=== ESERCIZI ===
a - Copia parola per parola la parte del brano sul Gioco del Ponte che comincia con "Il Giugno pisano" e prosegue fino a "un duro colpo.".
b - Nel brano sul Gioco del Ponte, quanto durò il combattimento tra San Michele e Delfini del 1992?

Mannaggia al Covid che ci leva pure “la battaglia”. Ricordi del Gioco del Ponte

Il Giugno pisano 2020, a causa della pandemia di Covid-19, non ha visto la Luminara e il palio. Purtroppo anche il Gioco del Ponte subisce la stessa sorte e per gli appassionati (me compreso) è un duro colpo.

E allora è impossibile non tuffarsi nei ricordi, pensando a quei colori di costumi e “targoni”, alle trombe squillanti, alle magistrature che sfilano davanti ai tifosi esultanti.

Quel ritmo di tamburi richiamanti momenti guerreschi di un tempo mi sono rimasti in testa dai primi ricordi. Sono l’avviso in lontananza che il corteo storico del Gioco del Ponte è partito (il più grande d’Europa con oltre 700 figuranti), con le sue guardie al campo con corazza, i paggi e lo sbandieratore della magistratura, che intrattiene il pubblico facendo abili giochi con la bandiera sui cui appare al centro l’impresa della magistratura. E poi i protagonisti, coloro che salgono sul carrello: i combattenti e i rispettivi capitani.

“Pisa tremar fa l’acqua e la terra”, “Melius dare quam accipere”, “Pisa a pugnar invitta, a vincer nata”, sono alcuni dei coloriti motti che ricordano il passato di Pisa potenza militare e di quanto il Gioco fosse molto legato alle gesta di battaglia, prima di essere interrotto per la sua efferatezza e poi radicalmente riformato e convertito in atto di forza mostruosa tra colossi.

“Vieni a fare il paggio”, mi diceva quando ero bambino il compianto Benedettini, mitico capitano dei Dragoni e poi del Sant’Antonio. Una proposta accattivante, ma che non ho mai accettato perché, a parte abitare nel quartiere del San Michele ed esserne tifoso convinto (che in ogni caso non condiziona per forza certe scelte), alla fine ho sempre preferito godermi il Gioco nella sua interezza. E quanti amici con svariati ruoli, dalla guardia al campo, fino al combattente e al capitano, con i quali condividere la passione, soprattutto le mosse impartite sul carrello per avere la meglio sull’avversario, compreso assistere a qualche prova di simulazione durante l’anno nella palestra di qualche magistratura. Alcune battaglie sono nitide nella memoria, come la mitica San Michele-Delfini del 1992, oltre 22 minuti combattimento, con andirivieni da una parte all’altra del carrello. Per la cronaca: stare tutto quel tempo in una situazione di trazione e sforzo costante è una cosa ai limiti dell’impensabile. Alla fine vinsero le “mie” aquile (ma dopo una prova così è quasi irrilevante chi ha la meglio) e, comunque, non è stata l’unica prova del genere nell’arco degli anni.

=== Voci del dataset ===
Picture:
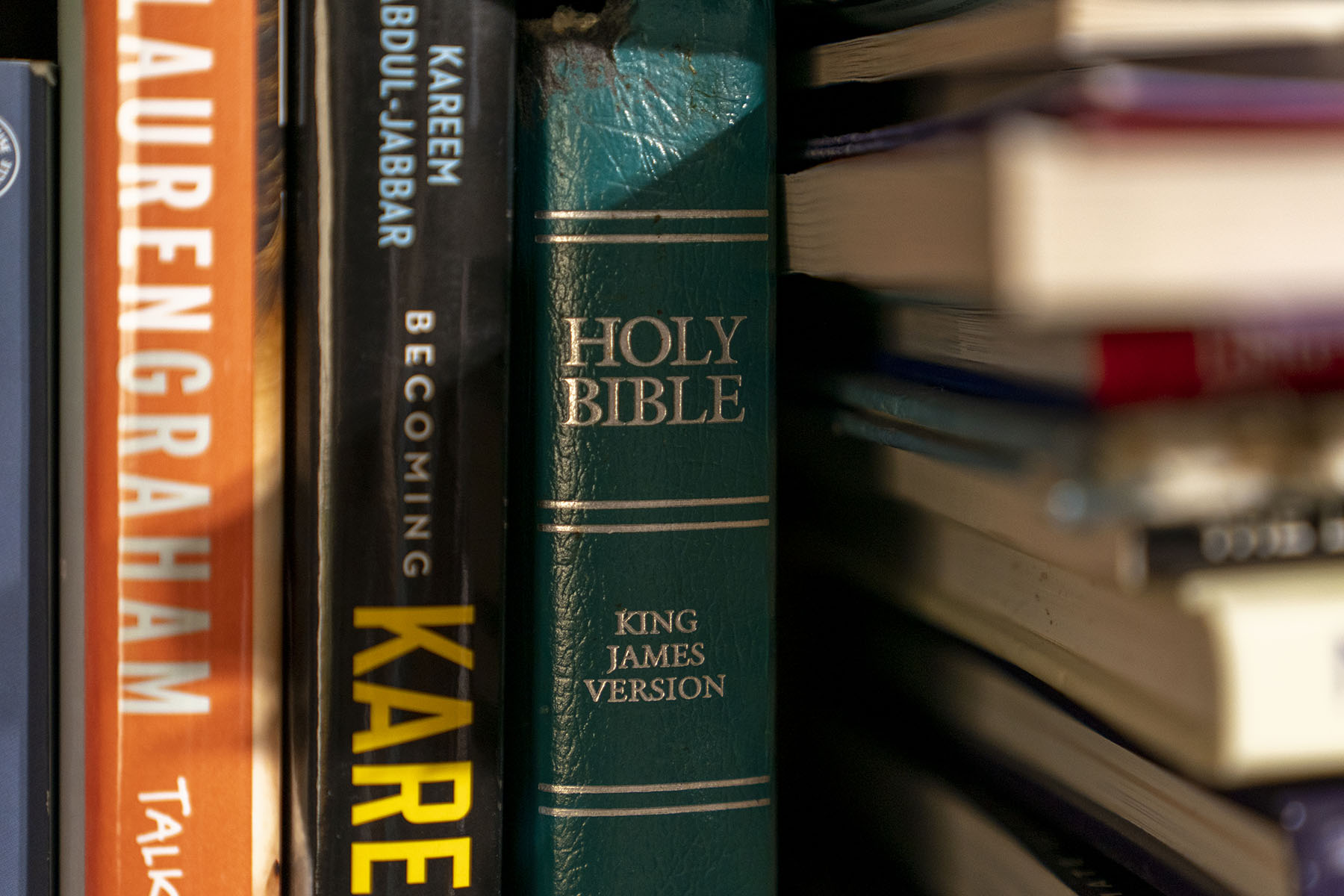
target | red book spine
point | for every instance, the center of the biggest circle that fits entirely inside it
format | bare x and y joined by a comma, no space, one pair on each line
1136,367
181,539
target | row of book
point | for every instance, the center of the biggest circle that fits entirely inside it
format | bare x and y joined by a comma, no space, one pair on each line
268,477
1063,444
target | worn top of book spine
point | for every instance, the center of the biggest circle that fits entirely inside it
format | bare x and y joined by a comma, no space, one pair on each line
645,246
402,141
26,477
181,465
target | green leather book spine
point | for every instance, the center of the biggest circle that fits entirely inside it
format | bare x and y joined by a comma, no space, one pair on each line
643,751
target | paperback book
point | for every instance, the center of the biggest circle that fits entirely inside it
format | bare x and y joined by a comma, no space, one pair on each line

=== SOLUZIONI ===
a -
Il Giugno pisano 2020, a causa della pandemia di Covid-19, non ha visto la Luminara e il palio. Purtroppo anche il Gioco del Ponte subisce la stessa sorte e per gli appassionati (me compreso) è un duro colpo.

b - Oltre 22 minuti.